DOCUMENT EXTRACT:
------------

EN FR
EN FR


Section: New Results

Compilation and Optimization

Participants : Arif Ali Ana-Pparakkal, Loïc Besnard, Rabab Bouziane, Sylvain Collange, Byron Hawkins, Imane Lasri, Kévin Le Bon, Erven Rohou.

Optimization in the Presence of NVRAM

Participants : Rabab Bouziane, Erven Rohou, Bahram Yarahmadi.

Energy-efficiency has become one major challenge in both embedded and high-performance computing. Different approaches have been investigated to solve the challenge, e.g., heterogeneous multicore, system runtime and device-level power management, or deployment of emerging non-volatile memories (NVMs), such as Spin-Transfer Torque RAM (STT-RAM), which inherently have quasi-null leakage. This enables to reduce the static power consumption, which tends to become dominant in modern systems. The usage of NVM in memory hierarchy comes however at the cost of expensive write operations in terms of latency and energy.

Silent-Stores

We propose [31] a fast evaluation of NVM integration at cache level, together with a compile-time approach for mitigating the penalty incurred by the high write latency of STT-RAM. We implement a code optimization in LLVM for reducing so-called silent stores, i.e., store instruction instances that write to memory values that were already present there. This makes our optimization portable over any architecture supporting LLVM. Then, we assess the possible benefit of such an optimization on the Rodinia benchmark suite through an analytic approach based on parameters extracted from the literature devoted to NVMs. This makes it possible to rapidly analyze the impact of NVMs on memory energy consumption. Reported results show up to 42 % energy gain when considering STT-RAM caches.

------------

GIVEN INSTRUCTION A:
In the section on compilation and optimization, list everyone named as a participant under the "Compilation and Optimization" heading.
GIVEN INSTRUCTION B:
Print everything in the listing from the line containing "For every instance of the black umbrella, drop" down to the line containing "pixel 162 63", including both of those lines.

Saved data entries
------------

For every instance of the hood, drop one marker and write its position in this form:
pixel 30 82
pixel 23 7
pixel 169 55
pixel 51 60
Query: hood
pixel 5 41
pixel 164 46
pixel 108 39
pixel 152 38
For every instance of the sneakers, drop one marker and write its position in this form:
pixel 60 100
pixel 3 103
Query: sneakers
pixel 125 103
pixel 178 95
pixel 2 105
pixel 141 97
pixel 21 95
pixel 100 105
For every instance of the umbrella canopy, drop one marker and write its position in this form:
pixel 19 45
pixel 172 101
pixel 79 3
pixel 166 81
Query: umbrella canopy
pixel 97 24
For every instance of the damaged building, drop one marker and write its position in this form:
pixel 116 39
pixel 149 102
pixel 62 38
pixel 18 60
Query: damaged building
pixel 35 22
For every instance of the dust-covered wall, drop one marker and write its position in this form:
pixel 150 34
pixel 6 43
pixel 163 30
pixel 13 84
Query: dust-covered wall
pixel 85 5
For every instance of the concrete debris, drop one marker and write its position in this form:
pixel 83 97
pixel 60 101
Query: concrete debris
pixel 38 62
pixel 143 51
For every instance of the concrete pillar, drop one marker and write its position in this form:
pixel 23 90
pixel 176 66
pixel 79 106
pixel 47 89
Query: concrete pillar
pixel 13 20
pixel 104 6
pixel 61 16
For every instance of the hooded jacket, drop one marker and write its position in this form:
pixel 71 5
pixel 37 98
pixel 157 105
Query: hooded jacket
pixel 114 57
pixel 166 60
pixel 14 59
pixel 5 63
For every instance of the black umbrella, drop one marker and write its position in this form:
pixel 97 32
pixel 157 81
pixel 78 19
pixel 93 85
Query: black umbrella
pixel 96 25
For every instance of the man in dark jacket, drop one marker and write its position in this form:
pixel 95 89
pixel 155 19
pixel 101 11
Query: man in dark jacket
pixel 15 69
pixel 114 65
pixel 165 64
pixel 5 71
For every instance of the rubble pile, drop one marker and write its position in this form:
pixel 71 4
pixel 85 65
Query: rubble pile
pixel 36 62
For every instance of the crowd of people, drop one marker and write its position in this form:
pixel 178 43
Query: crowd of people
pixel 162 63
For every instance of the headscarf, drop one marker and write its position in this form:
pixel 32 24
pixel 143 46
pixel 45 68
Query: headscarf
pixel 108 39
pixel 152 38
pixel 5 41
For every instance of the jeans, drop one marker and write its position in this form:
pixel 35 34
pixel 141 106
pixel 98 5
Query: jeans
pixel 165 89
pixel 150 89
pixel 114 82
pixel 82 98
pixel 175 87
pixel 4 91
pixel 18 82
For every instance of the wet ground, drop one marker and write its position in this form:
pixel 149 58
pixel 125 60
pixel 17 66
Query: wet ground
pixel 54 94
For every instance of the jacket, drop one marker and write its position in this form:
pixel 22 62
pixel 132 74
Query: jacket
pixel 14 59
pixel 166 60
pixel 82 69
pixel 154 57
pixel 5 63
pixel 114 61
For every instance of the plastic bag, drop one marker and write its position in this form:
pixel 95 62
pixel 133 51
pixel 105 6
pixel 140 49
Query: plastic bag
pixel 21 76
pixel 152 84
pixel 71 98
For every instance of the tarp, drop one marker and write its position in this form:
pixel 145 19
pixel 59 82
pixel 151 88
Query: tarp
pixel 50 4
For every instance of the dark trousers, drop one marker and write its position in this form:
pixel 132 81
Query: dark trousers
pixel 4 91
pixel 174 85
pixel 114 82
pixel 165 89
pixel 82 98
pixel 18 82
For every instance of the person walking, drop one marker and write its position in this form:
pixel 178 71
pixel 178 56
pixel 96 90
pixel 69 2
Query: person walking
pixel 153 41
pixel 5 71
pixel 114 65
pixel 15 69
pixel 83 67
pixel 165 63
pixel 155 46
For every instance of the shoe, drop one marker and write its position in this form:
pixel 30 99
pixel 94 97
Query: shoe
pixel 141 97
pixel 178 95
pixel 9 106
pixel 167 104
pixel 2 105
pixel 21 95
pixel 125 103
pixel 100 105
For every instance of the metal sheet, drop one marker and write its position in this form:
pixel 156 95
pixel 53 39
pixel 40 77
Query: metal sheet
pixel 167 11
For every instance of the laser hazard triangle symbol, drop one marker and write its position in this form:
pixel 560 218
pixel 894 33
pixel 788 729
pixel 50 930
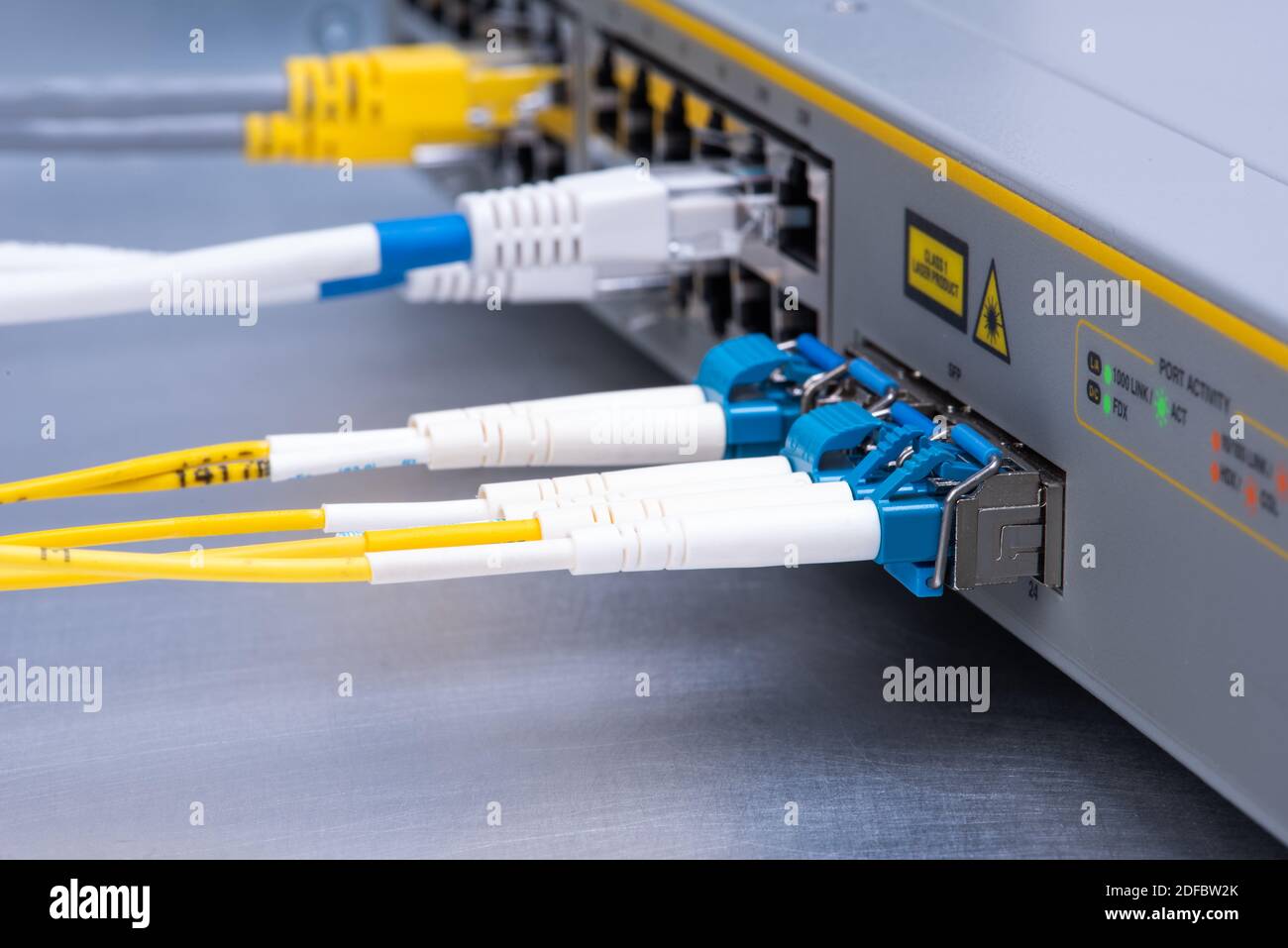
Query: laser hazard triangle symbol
pixel 991 325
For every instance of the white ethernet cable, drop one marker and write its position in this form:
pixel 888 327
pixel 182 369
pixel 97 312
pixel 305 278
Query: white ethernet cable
pixel 748 537
pixel 515 498
pixel 623 217
pixel 37 257
pixel 450 282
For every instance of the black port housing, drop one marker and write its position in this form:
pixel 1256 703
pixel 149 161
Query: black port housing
pixel 677 136
pixel 635 130
pixel 795 317
pixel 798 239
pixel 717 296
pixel 715 145
pixel 605 90
pixel 754 301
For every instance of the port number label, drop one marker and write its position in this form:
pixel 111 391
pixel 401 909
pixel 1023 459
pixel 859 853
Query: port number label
pixel 935 266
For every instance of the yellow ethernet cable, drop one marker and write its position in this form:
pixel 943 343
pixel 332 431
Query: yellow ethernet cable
pixel 168 466
pixel 377 104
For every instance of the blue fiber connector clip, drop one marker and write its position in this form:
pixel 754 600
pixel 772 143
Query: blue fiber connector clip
pixel 890 463
pixel 758 411
pixel 861 369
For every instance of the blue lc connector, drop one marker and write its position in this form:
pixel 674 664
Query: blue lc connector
pixel 760 407
pixel 894 463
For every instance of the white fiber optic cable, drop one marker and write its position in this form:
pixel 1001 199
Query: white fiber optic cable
pixel 496 497
pixel 657 425
pixel 831 532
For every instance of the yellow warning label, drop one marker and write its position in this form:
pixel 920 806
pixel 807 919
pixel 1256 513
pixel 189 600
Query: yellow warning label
pixel 991 325
pixel 935 269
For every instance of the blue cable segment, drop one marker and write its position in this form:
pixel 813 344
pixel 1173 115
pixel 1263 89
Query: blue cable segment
pixel 408 244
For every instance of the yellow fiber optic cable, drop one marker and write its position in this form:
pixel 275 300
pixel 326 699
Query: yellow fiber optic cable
pixel 150 566
pixel 200 475
pixel 89 479
pixel 171 528
pixel 40 574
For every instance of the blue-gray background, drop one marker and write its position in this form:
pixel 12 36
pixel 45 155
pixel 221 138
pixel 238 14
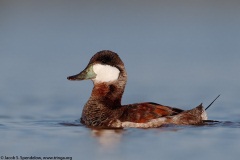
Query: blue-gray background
pixel 179 53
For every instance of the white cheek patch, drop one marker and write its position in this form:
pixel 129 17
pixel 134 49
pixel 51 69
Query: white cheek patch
pixel 105 73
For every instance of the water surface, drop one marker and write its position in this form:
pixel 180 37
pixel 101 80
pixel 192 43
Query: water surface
pixel 178 53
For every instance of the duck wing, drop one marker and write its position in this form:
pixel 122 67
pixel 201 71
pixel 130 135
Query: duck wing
pixel 144 112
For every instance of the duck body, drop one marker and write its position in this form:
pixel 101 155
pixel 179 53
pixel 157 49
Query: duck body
pixel 104 108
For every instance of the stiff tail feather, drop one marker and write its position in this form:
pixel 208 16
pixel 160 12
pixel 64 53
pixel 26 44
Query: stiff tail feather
pixel 212 102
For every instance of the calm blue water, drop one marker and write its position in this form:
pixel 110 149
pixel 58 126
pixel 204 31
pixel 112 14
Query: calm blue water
pixel 179 53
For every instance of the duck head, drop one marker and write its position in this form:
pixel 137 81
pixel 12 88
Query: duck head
pixel 104 67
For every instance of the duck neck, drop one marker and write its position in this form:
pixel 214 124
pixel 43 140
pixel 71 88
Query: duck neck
pixel 109 94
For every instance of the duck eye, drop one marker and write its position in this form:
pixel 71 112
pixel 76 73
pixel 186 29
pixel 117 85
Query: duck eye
pixel 104 61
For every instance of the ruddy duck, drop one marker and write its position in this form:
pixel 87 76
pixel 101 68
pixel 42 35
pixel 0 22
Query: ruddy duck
pixel 104 108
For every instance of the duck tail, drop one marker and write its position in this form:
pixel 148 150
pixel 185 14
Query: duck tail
pixel 212 102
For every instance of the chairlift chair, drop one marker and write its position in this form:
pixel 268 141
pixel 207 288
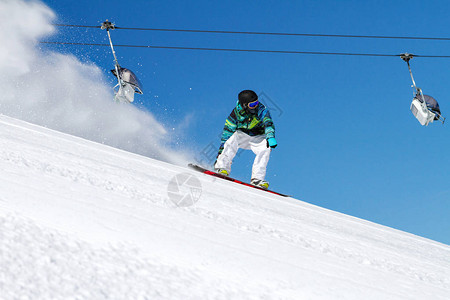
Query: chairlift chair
pixel 128 83
pixel 425 108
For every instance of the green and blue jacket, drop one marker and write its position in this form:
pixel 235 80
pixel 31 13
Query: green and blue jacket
pixel 251 124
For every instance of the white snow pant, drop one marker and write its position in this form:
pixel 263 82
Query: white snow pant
pixel 257 144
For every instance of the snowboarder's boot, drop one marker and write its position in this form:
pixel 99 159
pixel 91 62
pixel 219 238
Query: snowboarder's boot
pixel 261 183
pixel 222 172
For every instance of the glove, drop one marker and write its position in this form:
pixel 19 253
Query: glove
pixel 271 142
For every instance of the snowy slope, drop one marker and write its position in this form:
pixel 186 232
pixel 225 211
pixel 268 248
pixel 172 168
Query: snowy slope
pixel 82 220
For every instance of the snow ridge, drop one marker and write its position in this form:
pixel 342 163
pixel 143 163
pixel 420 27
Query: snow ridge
pixel 84 220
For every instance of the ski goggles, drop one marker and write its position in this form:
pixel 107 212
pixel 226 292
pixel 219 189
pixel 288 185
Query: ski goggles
pixel 253 104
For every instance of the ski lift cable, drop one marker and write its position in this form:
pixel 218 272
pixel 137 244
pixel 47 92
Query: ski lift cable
pixel 269 33
pixel 242 50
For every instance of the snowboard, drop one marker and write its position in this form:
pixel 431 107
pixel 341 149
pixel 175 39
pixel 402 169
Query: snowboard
pixel 208 172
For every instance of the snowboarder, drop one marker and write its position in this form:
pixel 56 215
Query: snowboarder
pixel 249 126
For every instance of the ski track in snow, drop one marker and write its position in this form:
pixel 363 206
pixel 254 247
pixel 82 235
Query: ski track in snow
pixel 87 221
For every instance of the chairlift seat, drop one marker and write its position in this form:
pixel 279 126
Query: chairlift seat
pixel 125 93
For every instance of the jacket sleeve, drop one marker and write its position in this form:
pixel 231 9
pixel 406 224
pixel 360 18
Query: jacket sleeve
pixel 228 130
pixel 269 128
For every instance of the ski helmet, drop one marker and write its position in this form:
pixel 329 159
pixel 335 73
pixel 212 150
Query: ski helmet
pixel 248 96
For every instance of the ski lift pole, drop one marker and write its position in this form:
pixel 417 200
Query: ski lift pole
pixel 108 25
pixel 406 57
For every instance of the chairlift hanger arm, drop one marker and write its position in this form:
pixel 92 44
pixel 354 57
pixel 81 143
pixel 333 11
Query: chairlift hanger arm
pixel 407 57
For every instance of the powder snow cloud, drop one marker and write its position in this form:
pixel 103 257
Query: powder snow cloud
pixel 61 92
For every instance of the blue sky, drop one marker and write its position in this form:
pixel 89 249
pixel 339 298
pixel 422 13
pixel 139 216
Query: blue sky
pixel 347 139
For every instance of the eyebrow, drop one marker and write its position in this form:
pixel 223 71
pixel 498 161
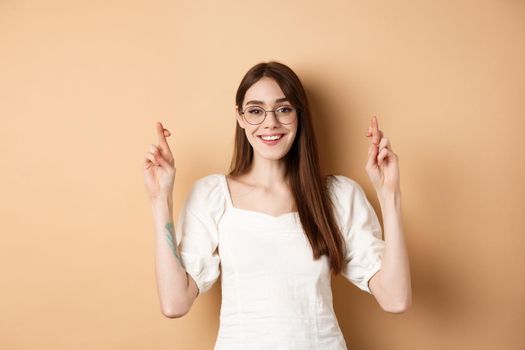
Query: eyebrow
pixel 261 102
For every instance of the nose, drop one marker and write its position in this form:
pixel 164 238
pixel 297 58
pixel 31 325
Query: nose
pixel 271 119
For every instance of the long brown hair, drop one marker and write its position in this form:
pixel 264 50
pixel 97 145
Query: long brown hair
pixel 301 163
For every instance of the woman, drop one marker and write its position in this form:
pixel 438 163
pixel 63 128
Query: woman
pixel 274 229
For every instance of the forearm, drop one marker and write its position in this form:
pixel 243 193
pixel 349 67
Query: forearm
pixel 172 281
pixel 394 276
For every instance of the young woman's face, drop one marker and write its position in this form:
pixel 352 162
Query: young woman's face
pixel 267 94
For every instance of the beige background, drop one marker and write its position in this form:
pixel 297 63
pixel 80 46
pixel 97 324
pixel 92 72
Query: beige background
pixel 83 82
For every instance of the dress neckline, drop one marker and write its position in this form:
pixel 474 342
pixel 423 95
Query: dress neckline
pixel 247 211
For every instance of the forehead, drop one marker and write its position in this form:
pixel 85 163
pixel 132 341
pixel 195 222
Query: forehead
pixel 265 89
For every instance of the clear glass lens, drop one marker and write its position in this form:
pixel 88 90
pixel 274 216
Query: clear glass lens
pixel 256 115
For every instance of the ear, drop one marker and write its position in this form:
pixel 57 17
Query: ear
pixel 239 118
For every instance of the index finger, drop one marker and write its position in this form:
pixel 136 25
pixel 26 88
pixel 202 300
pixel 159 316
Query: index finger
pixel 163 143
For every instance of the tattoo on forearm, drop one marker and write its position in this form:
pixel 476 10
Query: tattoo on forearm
pixel 171 240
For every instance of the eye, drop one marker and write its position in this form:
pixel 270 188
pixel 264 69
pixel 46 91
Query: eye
pixel 254 110
pixel 284 109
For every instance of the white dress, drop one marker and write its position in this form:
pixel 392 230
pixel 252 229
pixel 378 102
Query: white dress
pixel 274 294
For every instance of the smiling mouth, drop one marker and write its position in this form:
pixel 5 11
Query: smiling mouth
pixel 271 138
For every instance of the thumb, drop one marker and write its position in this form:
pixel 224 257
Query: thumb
pixel 372 155
pixel 162 162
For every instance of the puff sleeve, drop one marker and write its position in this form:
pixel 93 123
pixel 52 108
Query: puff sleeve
pixel 197 234
pixel 361 231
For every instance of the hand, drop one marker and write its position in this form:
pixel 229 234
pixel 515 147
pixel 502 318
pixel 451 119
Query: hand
pixel 383 164
pixel 159 167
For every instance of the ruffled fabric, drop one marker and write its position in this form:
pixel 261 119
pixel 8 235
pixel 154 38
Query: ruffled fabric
pixel 361 230
pixel 197 231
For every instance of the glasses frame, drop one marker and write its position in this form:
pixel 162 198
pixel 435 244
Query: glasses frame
pixel 295 110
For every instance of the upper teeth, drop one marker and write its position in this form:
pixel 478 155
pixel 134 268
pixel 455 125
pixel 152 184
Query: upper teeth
pixel 269 138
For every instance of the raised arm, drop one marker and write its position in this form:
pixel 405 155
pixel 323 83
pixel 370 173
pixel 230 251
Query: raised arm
pixel 177 290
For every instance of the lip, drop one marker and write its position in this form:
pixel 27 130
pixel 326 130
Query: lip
pixel 275 134
pixel 271 142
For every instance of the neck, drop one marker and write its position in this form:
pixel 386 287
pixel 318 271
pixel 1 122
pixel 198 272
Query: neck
pixel 267 172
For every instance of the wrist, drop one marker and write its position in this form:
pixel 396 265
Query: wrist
pixel 390 197
pixel 162 200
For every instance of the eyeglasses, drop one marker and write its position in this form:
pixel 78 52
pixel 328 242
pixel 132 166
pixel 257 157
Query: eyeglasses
pixel 255 115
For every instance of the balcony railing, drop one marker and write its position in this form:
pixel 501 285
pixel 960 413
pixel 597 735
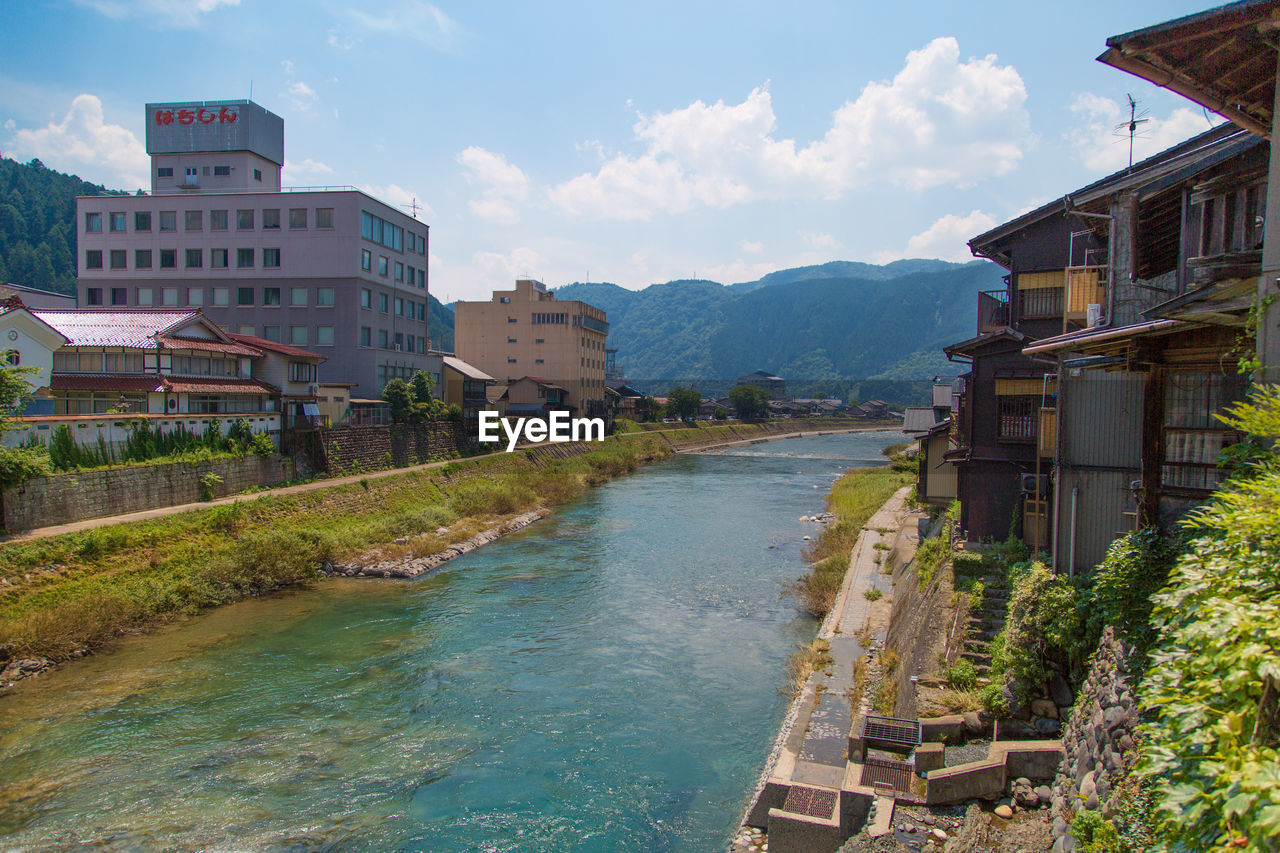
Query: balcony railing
pixel 992 310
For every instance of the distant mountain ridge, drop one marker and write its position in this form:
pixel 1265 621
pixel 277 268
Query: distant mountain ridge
pixel 837 320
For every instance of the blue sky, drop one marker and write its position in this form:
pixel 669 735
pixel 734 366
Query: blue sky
pixel 621 142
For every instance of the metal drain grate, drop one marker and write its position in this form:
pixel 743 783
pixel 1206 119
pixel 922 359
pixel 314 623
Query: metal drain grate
pixel 885 771
pixel 814 802
pixel 903 733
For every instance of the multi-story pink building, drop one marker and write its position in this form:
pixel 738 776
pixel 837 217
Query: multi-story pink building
pixel 330 269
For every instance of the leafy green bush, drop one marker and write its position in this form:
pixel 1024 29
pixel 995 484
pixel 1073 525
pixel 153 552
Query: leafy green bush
pixel 963 675
pixel 1212 746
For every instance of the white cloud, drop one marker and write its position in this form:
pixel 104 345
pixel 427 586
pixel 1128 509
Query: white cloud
pixel 85 144
pixel 818 240
pixel 159 13
pixel 397 196
pixel 947 238
pixel 417 19
pixel 502 185
pixel 304 172
pixel 1104 145
pixel 938 122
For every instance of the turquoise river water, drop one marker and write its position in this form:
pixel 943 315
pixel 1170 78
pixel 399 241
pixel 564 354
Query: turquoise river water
pixel 606 679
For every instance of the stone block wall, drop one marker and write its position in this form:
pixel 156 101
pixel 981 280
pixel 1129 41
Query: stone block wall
pixel 63 498
pixel 1098 739
pixel 369 448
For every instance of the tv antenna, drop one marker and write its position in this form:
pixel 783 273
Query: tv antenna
pixel 1132 128
pixel 414 206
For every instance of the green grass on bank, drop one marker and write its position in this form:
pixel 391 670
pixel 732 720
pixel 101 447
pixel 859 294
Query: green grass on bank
pixel 72 593
pixel 854 498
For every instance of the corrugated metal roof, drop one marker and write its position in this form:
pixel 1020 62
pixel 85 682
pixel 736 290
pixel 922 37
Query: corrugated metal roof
pixel 467 370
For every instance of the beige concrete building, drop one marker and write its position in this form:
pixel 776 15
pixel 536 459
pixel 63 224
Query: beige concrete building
pixel 330 269
pixel 528 332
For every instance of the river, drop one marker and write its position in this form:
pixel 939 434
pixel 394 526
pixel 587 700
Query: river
pixel 602 680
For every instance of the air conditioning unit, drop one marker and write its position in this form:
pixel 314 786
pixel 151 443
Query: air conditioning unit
pixel 1036 484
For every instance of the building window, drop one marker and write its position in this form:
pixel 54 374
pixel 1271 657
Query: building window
pixel 301 370
pixel 1018 418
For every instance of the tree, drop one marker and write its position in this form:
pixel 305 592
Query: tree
pixel 682 404
pixel 749 401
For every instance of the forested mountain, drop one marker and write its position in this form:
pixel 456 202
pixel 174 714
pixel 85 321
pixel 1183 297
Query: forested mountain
pixel 808 324
pixel 37 224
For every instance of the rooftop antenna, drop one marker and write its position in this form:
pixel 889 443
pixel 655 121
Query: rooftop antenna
pixel 414 206
pixel 1130 127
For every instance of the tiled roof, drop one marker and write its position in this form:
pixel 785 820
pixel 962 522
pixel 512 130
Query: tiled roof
pixel 205 345
pixel 274 346
pixel 135 329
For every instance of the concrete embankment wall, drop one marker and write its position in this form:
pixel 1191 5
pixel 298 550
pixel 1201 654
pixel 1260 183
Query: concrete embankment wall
pixel 91 495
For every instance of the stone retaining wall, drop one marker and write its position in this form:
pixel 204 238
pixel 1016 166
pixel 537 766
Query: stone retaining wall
pixel 63 498
pixel 1098 739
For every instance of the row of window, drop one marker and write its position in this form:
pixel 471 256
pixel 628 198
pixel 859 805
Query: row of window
pixel 392 341
pixel 403 308
pixel 117 222
pixel 416 277
pixel 384 233
pixel 145 296
pixel 192 259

------------

WRITTEN REPLY A:
Arif Ali Ana-Pparakkal
Loïc Besnard
Rabab Bouziane
Sylvain Collange
Byron Hawkins
Imane Lasri
Kévin Le Bon
Erven Rohou

WRITTEN REPLY B:
For every instance of the black umbrella, drop one marker and write its position in this form:
pixel 97 32
pixel 157 81
pixel 78 19
pixel 93 85
Query: black umbrella
pixel 96 25
For every instance of the man in dark jacket, drop one marker and write its position in this form:
pixel 95 89
pixel 155 19
pixel 101 11
Query: man in dark jacket
pixel 15 69
pixel 114 65
pixel 165 64
pixel 5 71
For every instance of the rubble pile, drop one marker and write its position in this form:
pixel 71 4
pixel 85 65
Query: rubble pile
pixel 36 62
For every instance of the crowd of people, drop one marker and write its position in this form:
pixel 178 43
Query: crowd of people
pixel 162 63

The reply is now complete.